#### PASSAGE PROVIDED:
--- --- ---

The earliest version of the rhyme was in a reprint of John Newbery's Mother Goose's Melody, thought to have been first published in London around 1765. The rhyming of "water" with "after" was taken by Iona and Peter Opie to suggest that the first verse might date from the 17th century. Jill was originally spelled Gill in the earliest version of the rhyme and the accompanying woodcut showed two boys at the foot of the hill.

Jack and Gill went up the hill
To fetch a pail of water;
Jack fell down and broke his crown
And Gill came tumbling after.

Later the spelling was changed to Jill and more verses were added to carry the story further, of which the commonest are:

Up Jack got and home did trot,
As fast as he could caper;
Went to bed to mend his head
With vinegar and brown paper.

Jill came in and she did grin
To see his paper plaster;
Mother, vex’d, did whip her next
For causing Jack's disaster.

As presented over the following century, the rhyming scheme of the six-line stanzas is AABCCB and they are trochaic in rhythm. Alternatively, when given the form of internally rhymed quatrains, this would be an example of the ballad form commonly used for nursery rhymes.

The phrase "Jack and Jill" existed earlier in England to indicate a boy and girl as a generic pair. It is so used, for example, in the proverb "Every Jack (shall/must) have his Jill", to which there are references in two plays by William Shakespeare dating from the 1590s. The compress of vinegar and brown paper to which Jack resorted after his fall was a common home cure used to heal bruises.

--- --- ---

#### DATA LISTING:
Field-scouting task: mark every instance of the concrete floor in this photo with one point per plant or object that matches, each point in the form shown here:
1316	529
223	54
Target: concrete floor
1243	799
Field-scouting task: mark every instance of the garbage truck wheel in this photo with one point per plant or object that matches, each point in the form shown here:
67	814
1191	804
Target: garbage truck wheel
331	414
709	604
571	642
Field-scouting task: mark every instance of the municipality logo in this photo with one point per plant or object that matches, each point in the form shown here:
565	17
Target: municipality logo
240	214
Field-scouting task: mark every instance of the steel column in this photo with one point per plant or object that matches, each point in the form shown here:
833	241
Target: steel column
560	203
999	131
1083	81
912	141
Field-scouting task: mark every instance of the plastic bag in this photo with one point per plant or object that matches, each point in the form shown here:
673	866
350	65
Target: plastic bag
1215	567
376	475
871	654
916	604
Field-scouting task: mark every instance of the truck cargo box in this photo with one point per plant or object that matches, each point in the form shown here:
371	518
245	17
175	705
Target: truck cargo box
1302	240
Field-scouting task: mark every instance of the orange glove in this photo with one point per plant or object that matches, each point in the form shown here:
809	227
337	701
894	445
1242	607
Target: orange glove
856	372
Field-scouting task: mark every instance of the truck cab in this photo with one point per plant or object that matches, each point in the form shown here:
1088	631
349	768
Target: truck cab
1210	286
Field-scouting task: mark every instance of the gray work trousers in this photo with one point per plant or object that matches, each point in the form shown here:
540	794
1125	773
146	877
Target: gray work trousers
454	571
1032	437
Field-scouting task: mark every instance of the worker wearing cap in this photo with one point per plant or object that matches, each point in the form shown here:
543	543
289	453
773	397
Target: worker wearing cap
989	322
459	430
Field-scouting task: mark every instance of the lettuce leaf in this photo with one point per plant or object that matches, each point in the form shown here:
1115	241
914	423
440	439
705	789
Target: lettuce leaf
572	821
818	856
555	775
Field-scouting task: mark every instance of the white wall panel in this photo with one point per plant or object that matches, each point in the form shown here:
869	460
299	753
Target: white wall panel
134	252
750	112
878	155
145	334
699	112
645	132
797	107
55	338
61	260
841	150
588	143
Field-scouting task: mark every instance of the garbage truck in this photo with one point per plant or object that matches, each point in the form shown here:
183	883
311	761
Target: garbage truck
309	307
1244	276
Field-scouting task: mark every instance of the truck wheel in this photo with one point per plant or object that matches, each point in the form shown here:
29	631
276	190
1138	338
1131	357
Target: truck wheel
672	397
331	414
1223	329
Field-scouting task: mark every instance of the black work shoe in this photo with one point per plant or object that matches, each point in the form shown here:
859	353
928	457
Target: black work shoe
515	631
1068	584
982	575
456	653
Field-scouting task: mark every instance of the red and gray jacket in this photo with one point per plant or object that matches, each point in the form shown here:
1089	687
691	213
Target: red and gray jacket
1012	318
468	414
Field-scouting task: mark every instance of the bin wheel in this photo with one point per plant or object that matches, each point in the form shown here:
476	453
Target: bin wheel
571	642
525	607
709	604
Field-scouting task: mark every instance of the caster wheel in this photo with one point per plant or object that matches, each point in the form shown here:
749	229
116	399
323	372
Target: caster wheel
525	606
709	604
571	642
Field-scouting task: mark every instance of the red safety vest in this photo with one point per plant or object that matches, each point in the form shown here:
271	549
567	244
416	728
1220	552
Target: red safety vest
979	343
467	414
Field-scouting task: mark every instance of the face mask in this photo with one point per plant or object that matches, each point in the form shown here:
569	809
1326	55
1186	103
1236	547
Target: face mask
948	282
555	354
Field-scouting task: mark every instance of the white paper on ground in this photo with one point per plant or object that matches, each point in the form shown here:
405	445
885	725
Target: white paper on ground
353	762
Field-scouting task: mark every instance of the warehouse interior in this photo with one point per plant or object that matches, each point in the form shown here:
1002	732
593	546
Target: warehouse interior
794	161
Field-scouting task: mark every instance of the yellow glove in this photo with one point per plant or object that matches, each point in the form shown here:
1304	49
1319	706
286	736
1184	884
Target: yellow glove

--- --- ---

#### EXERCISES:
• 1. In the text on the Jack and Jill nursery rhyme, what did the woodcut accompanying the earliest version show?
• 2. Write what comes next in the text on the Jack and Jill nursery rhyme, picking up after its final sentence.

#### RESULTS OF THE EXERCISE:
• 1. Two boys at the foot of the hill.

• 2.
==New versions==
Though approximately the words above are what have survived of the nursery rhyme to the present, their sense is preserved at the start of a 15-stanza chapbook, Jack & Jill and Old Dame Gill, published in 1806. The work dates from the period when children's literature was beginning to shift from instruction to fun in the wake of the success of Old Mother Hubbard and kindred works. This change of emphasis was signalled by the book's coloured illustrations and introductory epigraph: "Read it who will, They’ll laugh their fill". In this version the trio of Jack, Jill, and their mother Dame Gill experience further mishaps involving the dog Ball, an attack from a goat, falls from a see-saw, a swing and a pig, followed by a parental whipping for getting dirty. Many pirated editions of the work followed from both London and provincial presses, accompanied by black and white as well as coloured woodcuts. Sometimes there were several different editions from the same press, such as, for example, the Banbury editions of John Golby Rusher (1784–1877) between 1835 and 1845. The wording also varied in these, and there were multiplications of the creatures involved in the adventures of the three protagonists – a donkey, a reindeer, a bull, a goose and a camel.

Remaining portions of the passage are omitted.